# Start of Source document

We’ve been planning a trip to New York City, and, as a once-in-a-lifetime experience, are thinking of going by train. We’d be going en prince, as it were, in what they call the deluxe compartment/bedroom. The price quoted for these accommodations, over and above the very modest basic rail fare, is about $2000 for the two of us, private bath and meals included.
Has anyone here done this? Did you think the money was well spent, or did you say to yourself you should have been sensible and flown? Were the trains reasonably on time, or did you find that small delays here and there across the country added up to costing you over a day at your destination?
I think it’s a wonderful idea (make sure to have the photogs snap you perched on your Louis Vuitton luggage before you leave Grand Central!).
I’ve taken an overnighter to Charleston, and if I ever get a vacation again (unlikely, for the next few years . . .) I want to visit my best friend in New Orleans, and take a weekender.
Maybe you’ll be lucky and step on Rudy Vallee’s face while climbing into your upper berth!
One much-appreciated aspect is that this would eliminate the hassle of travelling from the airport to the city. In fact, the hotel would probably be in walking distance, but I have no desire to appear so obviously from out of town as to walk down the street with luggage.
I’ve gone from Denver to Miami, and Denver to Albany (and back) on Amtrak in a sleeper, and I thought it was wonderful! I didn’t get a deluxe, so it was a smaller room, but it was fine. The trains were either on time or very close to it, and some slack is built into the schedule anyway - you’ll find yourself with some time to kill where ever you change trains.
I thought the money was well worth spending. I hate flying, and I’m a bit old-fashioned in some respects. I thoroughly enjoyed it.
It’d be my wife’s face that I’d step on, though I’ll certainly try to avoid that. As noted, we’ll have the private room, but there’s still the upper and lower berth arrangement.
Of course you’re probably aware that the old-style Pullman cars aren’t used anymore. It’s too bad, because they would be a lot less expensive for travellers. On the other hand, though, I can see how the prospect of trying to sleep in a car full of snoring fellow passengers, separated only by curtains, might put people off. As indeed it must have done, contributing to the demise of the Pullman after air travel became widespread.

# End of Source document

- The problem: In the discussion of taking the train to New York City, what price is quoted for the deluxe bedroom?

# Start of Supplied data

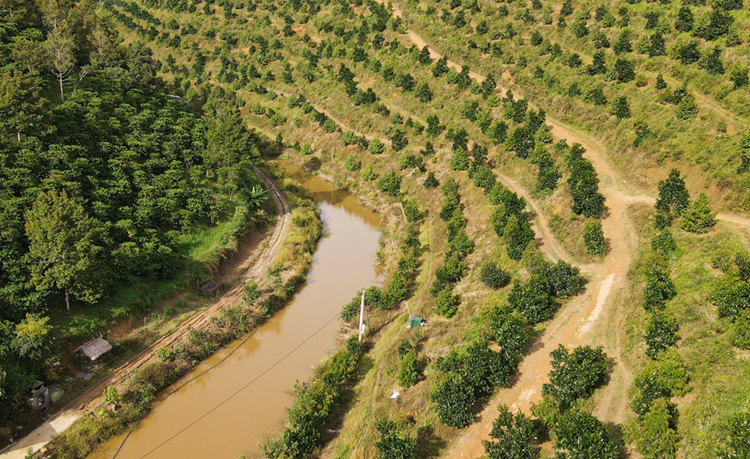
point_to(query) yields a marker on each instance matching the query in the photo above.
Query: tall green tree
(63, 244)
(673, 196)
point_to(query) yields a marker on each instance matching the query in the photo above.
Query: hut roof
(95, 348)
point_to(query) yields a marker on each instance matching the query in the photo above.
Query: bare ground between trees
(253, 267)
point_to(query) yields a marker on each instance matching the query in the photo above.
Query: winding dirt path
(253, 268)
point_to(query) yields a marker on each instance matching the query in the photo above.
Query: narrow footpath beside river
(343, 264)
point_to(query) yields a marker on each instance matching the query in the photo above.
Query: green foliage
(593, 237)
(352, 163)
(376, 147)
(698, 217)
(508, 329)
(661, 333)
(64, 243)
(454, 399)
(394, 443)
(447, 303)
(512, 437)
(532, 299)
(575, 375)
(517, 235)
(431, 181)
(664, 377)
(493, 276)
(580, 435)
(659, 286)
(655, 439)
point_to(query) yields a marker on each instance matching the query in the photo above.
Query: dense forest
(572, 177)
(102, 172)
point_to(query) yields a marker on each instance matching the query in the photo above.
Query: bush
(390, 183)
(593, 237)
(673, 196)
(394, 443)
(517, 234)
(512, 437)
(655, 439)
(663, 377)
(454, 399)
(532, 300)
(508, 329)
(376, 147)
(431, 181)
(575, 375)
(493, 276)
(582, 436)
(352, 163)
(408, 372)
(659, 287)
(661, 333)
(446, 303)
(698, 218)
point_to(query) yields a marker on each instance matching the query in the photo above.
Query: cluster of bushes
(316, 403)
(535, 298)
(574, 377)
(459, 246)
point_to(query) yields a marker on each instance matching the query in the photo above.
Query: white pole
(362, 317)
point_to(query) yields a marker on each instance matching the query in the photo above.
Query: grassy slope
(700, 339)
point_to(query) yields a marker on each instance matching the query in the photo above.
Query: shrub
(575, 375)
(698, 218)
(390, 183)
(663, 377)
(408, 373)
(582, 436)
(454, 399)
(659, 287)
(352, 163)
(532, 300)
(431, 181)
(655, 439)
(394, 443)
(512, 436)
(447, 302)
(376, 147)
(517, 234)
(508, 329)
(493, 276)
(661, 333)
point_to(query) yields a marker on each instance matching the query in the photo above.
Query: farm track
(254, 267)
(573, 324)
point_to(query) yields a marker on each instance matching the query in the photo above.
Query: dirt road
(254, 267)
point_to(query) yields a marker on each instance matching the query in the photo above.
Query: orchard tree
(579, 435)
(63, 244)
(673, 196)
(454, 398)
(512, 437)
(593, 237)
(698, 218)
(394, 442)
(575, 375)
(532, 299)
(661, 333)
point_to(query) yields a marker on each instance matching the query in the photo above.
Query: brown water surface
(343, 263)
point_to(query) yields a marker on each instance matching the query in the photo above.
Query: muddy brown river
(343, 264)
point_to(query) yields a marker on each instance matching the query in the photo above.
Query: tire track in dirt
(258, 262)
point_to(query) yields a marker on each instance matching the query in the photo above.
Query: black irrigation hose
(231, 396)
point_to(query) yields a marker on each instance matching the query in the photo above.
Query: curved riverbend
(289, 344)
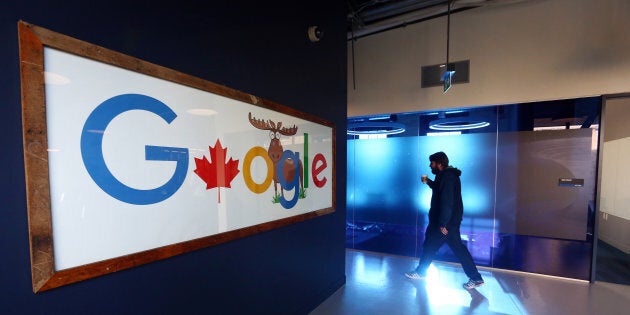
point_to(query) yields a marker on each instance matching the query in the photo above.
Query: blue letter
(295, 183)
(92, 150)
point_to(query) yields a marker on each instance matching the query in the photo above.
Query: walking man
(445, 218)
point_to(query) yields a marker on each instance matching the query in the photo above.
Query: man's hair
(440, 158)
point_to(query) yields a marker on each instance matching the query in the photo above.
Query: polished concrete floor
(375, 284)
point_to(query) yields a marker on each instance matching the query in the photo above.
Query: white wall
(520, 52)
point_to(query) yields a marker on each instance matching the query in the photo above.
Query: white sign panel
(139, 162)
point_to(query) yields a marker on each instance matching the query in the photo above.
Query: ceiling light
(457, 123)
(372, 127)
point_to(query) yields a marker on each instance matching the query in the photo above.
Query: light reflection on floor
(375, 284)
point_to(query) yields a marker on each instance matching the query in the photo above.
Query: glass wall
(528, 182)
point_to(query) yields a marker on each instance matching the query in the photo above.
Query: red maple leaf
(218, 173)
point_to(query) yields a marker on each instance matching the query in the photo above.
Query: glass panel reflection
(528, 183)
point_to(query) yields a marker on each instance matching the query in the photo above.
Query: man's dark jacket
(447, 207)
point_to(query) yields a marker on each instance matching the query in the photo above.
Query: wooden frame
(32, 41)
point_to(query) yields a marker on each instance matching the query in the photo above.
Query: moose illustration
(275, 152)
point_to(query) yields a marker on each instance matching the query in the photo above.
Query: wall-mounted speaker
(432, 75)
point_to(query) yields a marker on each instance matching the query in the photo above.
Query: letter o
(247, 172)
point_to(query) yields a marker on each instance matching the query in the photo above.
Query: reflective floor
(375, 284)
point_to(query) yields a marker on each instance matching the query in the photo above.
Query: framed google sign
(128, 162)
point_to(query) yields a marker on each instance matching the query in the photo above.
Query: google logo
(94, 161)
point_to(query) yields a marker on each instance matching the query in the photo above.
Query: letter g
(92, 150)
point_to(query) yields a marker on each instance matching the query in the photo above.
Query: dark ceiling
(367, 17)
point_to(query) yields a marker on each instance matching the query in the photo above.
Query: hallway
(375, 284)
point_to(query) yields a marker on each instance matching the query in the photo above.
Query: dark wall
(256, 47)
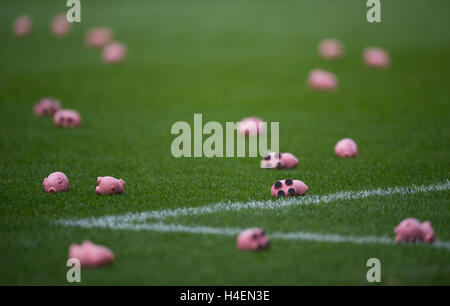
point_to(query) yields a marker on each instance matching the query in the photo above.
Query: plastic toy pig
(427, 232)
(56, 182)
(67, 118)
(322, 80)
(288, 187)
(109, 185)
(46, 106)
(114, 52)
(251, 126)
(90, 254)
(376, 57)
(346, 148)
(279, 161)
(409, 230)
(252, 239)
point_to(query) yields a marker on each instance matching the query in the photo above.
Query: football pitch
(177, 220)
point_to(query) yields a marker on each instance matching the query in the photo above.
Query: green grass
(226, 60)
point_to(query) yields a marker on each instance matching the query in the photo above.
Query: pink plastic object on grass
(60, 26)
(46, 106)
(288, 187)
(252, 239)
(376, 57)
(346, 148)
(279, 161)
(322, 80)
(22, 25)
(56, 182)
(109, 185)
(67, 118)
(98, 37)
(90, 254)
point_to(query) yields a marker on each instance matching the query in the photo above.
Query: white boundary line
(108, 221)
(125, 222)
(302, 236)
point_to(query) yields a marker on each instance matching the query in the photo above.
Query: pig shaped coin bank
(67, 118)
(322, 80)
(252, 239)
(376, 57)
(346, 148)
(288, 187)
(109, 185)
(90, 254)
(330, 48)
(251, 126)
(46, 106)
(56, 182)
(276, 160)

# End of Supplied data

- Response: About $2000 for the two travelers, on top of the basic rail fare, with private bath and meals included.